(READING TEXT)
⟨
The core thing to understand here is Woit's construction. I'm happy to report minor progress in that direction. I'll refer to slide 30 from his most recent talk.
Putting aside for now the question of how he will make this a fermionic object, in his concept, a single standard-model generation corresponds to a map from C^4 to C^4. Algebraically, that's just a 4x4 complex matrix, with 16 entries. So, as in SO(10) unification, the "fermion cube", etc, the particles of a generation (including a right-handed neutrino) are organized into a single object with 16 degrees of freedom.
Realizing that is like breathing a sigh of relief. This is familiar territory. The next challenge is to understand how he motivates 4x4 complex matrices, and the desired transformation properties, in terms of twistor space.
If you look at slide 30 again, the 4x4 matrices seem to describe homomorphisms ("Hom") from one decomposition of twistor space to another. First is C x C^3, decomposing the space of complex 4-vectors into "complex lines" ... each line being made of the complex multiples of some specific 4-vector. This decomposition is used in twistor theory to construct projective twistor space, PT... Second is S_R + S_L (see his slide 6), the bispinor representation of complex vectors, which can itself be thought of as a 2x2 complex matrix mapping from one spinor to the other.
Maybe the 4x4 complex matrices can be thought of as a twistor-valued field on twistor space? e.g. a "bispinor-valued field" on a "PT of complex lines"... And then the transformations corresponding to the standard model symmetry groups, would be specific rotations, etc, in the space of field values or the geometric space.
So I don't definitely have it right yet, but I can see how this could be a kind of field theory. The remaining challenges are then (1) quantizing it, apparently one would face twistorial versions of the challenges of Euclidean field theory (2) getting the "generation" to be fermionic rather than bosonic (3) getting three generations. Regarding (3), Woit does mention a potential octonionic generalization in his talk, see slide 31.
⟩
(WRITTEN EXERCISE 1) Quote the text on Woit's twistor construction from "If you look" up to and including "the geometric space.", keeping every word and mark unchanged.

Photo labels with boxes
⟨
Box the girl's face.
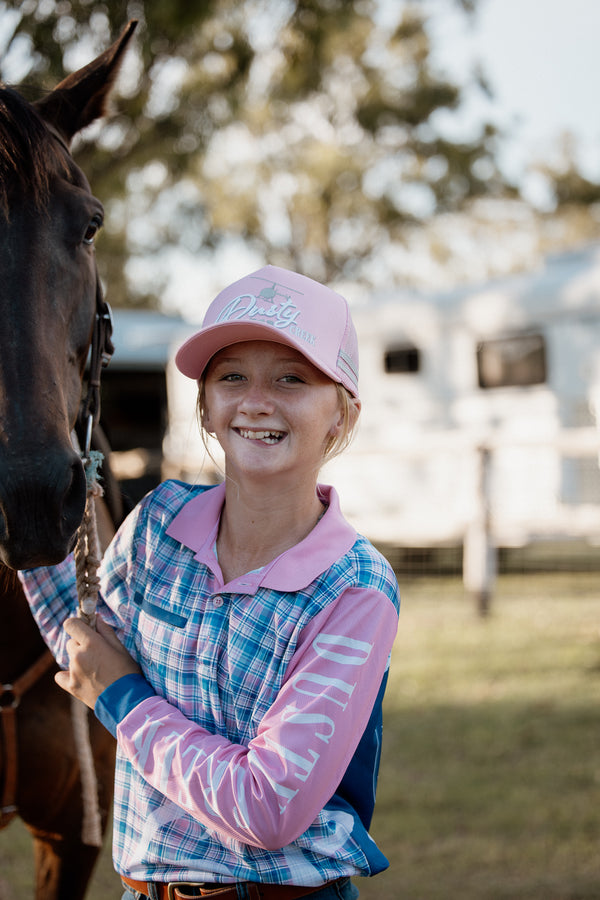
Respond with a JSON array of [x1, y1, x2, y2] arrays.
[[203, 341, 343, 480]]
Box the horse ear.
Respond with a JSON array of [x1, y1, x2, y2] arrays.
[[34, 19, 137, 144]]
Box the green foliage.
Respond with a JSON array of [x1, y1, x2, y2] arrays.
[[0, 0, 512, 306]]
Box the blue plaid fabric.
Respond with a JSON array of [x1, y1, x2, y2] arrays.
[[21, 481, 399, 886]]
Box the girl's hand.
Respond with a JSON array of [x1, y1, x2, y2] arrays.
[[55, 617, 141, 709]]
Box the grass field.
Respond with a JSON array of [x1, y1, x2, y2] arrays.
[[0, 573, 600, 900]]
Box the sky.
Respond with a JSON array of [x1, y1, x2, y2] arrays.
[[435, 0, 600, 200]]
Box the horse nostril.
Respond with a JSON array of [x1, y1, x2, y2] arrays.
[[60, 457, 86, 537]]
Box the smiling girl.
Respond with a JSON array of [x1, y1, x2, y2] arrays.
[[21, 266, 399, 900]]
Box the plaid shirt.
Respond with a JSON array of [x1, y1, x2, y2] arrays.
[[21, 481, 399, 886]]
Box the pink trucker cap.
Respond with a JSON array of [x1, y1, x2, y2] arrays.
[[175, 266, 358, 397]]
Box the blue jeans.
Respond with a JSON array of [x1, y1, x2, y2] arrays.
[[122, 879, 358, 900]]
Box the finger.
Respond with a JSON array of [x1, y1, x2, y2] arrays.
[[54, 669, 71, 693], [96, 616, 124, 650], [63, 617, 94, 643]]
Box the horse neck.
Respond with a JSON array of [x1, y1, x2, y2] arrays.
[[0, 564, 45, 684]]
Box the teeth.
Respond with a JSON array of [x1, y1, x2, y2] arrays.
[[239, 428, 285, 444]]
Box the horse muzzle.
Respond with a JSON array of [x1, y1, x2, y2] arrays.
[[0, 448, 86, 569]]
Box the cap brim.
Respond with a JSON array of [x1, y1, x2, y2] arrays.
[[175, 322, 340, 381]]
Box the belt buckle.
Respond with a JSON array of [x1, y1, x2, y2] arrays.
[[167, 881, 207, 900]]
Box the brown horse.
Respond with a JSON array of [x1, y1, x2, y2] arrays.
[[0, 22, 136, 900]]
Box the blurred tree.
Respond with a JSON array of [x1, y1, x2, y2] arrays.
[[0, 0, 515, 305]]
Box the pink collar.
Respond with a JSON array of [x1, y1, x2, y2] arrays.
[[167, 484, 357, 594]]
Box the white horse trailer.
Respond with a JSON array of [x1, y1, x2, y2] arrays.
[[106, 248, 600, 585], [326, 248, 600, 596]]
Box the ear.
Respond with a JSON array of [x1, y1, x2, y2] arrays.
[[34, 19, 137, 144]]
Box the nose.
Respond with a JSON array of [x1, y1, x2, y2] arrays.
[[0, 447, 86, 569], [239, 382, 275, 416]]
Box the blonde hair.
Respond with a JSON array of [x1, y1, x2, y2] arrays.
⟩
(WRITTEN EXERCISE 2) Print the lines of the records from the line with "Box the grass field." up to and including the line with "[[167, 484, 357, 594]]", reproducing each one exactly and nothing else.

(FULL OUTPUT 1)
If you look at slide 30 again, the 4x4 matrices seem to describe homomorphisms ("Hom") from one decomposition of twistor space to another. First is C x C^3, decomposing the space of complex 4-vectors into "complex lines" ... each line being made of the complex multiples of some specific 4-vector. This decomposition is used in twistor theory to construct projective twistor space, PT... Second is S_R + S_L (see his slide 6), the bispinor representation of complex vectors, which can itself be thought of as a 2x2 complex matrix mapping from one spinor to the other.
Maybe the 4x4 complex matrices can be thought of as a twistor-valued field on twistor space? e.g. a "bispinor-valued field" on a "PT of complex lines"... And then the transformations corresponding to the standard model symmetry groups, would be specific rotations, etc, in the space of field values or the geometric space.

(FULL OUTPUT 2)
Box the grass field.
Respond with a JSON array of [x1, y1, x2, y2] arrays.
[[0, 573, 600, 900]]
Box the sky.
Respond with a JSON array of [x1, y1, x2, y2] arrays.
[[435, 0, 600, 200]]
Box the horse nostril.
Respond with a JSON array of [x1, y1, x2, y2] arrays.
[[60, 457, 86, 537]]
Box the smiling girl.
Respond with a JSON array of [x1, y1, x2, y2] arrays.
[[21, 266, 399, 900]]
Box the plaid shirt.
Respond with a JSON array of [x1, y1, x2, y2] arrays.
[[21, 481, 399, 886]]
Box the pink trucker cap.
Respond with a JSON array of [x1, y1, x2, y2] arrays.
[[175, 266, 358, 397]]
Box the blue jeans.
Respond with a JSON array of [x1, y1, x2, y2] arrays.
[[122, 879, 358, 900]]
Box the finger.
Respond with a JSON array of [x1, y1, x2, y2] arrays.
[[54, 669, 71, 693], [96, 616, 124, 650], [63, 617, 94, 643]]
Box the horse neck.
Respond with a JSON array of [x1, y1, x2, y2] arrays.
[[0, 564, 45, 684]]
Box the teeth.
Respond with a JSON array of [x1, y1, x2, y2] arrays.
[[239, 428, 285, 444]]
Box the horse muzzle.
Respond with a JSON array of [x1, y1, x2, y2] arrays.
[[0, 448, 86, 569]]
Box the cap brim.
Respond with a JSON array of [x1, y1, x2, y2] arrays.
[[175, 322, 340, 381]]
Box the belt buckle.
Respond with a JSON array of [x1, y1, x2, y2] arrays.
[[167, 881, 207, 900]]
Box the brown horse.
Respond with a JSON array of [x1, y1, x2, y2] arrays.
[[0, 22, 136, 900]]
Box the blurred tree.
Respond with a JSON array of [x1, y1, x2, y2] arrays.
[[0, 0, 515, 305]]
Box the pink collar.
Respond with a JSON array of [x1, y1, x2, y2] arrays.
[[167, 484, 357, 594]]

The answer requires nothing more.